Look through the data below and show every line that includes "found".
━━━━━ Exercise data
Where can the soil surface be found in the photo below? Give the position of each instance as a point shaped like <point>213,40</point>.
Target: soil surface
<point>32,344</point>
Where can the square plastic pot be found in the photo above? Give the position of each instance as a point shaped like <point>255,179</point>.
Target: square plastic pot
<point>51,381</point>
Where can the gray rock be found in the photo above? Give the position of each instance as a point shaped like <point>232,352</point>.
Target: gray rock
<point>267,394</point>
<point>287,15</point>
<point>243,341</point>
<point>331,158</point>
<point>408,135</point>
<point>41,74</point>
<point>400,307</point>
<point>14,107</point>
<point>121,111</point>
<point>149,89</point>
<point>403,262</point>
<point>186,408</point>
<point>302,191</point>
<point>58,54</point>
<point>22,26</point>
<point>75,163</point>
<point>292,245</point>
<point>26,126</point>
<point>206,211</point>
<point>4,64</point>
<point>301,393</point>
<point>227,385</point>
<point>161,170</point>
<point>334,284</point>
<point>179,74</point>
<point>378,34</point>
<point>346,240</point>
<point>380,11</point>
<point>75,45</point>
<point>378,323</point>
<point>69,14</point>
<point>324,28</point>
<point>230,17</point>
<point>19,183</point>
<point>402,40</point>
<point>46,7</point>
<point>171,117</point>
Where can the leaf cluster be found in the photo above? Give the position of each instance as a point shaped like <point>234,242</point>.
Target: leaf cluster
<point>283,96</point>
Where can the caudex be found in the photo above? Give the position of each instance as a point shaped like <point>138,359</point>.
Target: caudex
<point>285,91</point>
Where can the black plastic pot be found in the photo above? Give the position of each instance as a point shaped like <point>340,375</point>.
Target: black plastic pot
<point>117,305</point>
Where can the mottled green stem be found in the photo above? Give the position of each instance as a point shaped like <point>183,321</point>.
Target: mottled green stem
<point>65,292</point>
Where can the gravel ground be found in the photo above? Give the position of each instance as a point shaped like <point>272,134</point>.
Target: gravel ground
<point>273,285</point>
━━━━━━━━━━
• _Expected answer_:
Where can the soil surface be found in the photo below? Give the position of each instance as a point shaped like <point>213,40</point>.
Where can the square plastic pot be found in the photo above? Give the position of each instance as a point shaped like <point>255,179</point>.
Where can the gray rock be found in the photo above? Give the position of each instance as a point shaped like <point>232,352</point>.
Where can the leaf cluster be found in the photo above? Give the position of each instance as a point shaped like <point>234,242</point>.
Where can the caudex be found in the photo above? Give the position of each instance as a point shaped like <point>138,359</point>.
Where can the black plastic pot be found in the photo above? Give the position of each instance as a point shaped like <point>340,375</point>.
Where can the mottled green stem be found in the photo above? Give the position of each instance as a point shaped like <point>183,321</point>.
Where can the gravel ground be found in the photo above? Give the position of each instance as a point shaped like <point>272,134</point>.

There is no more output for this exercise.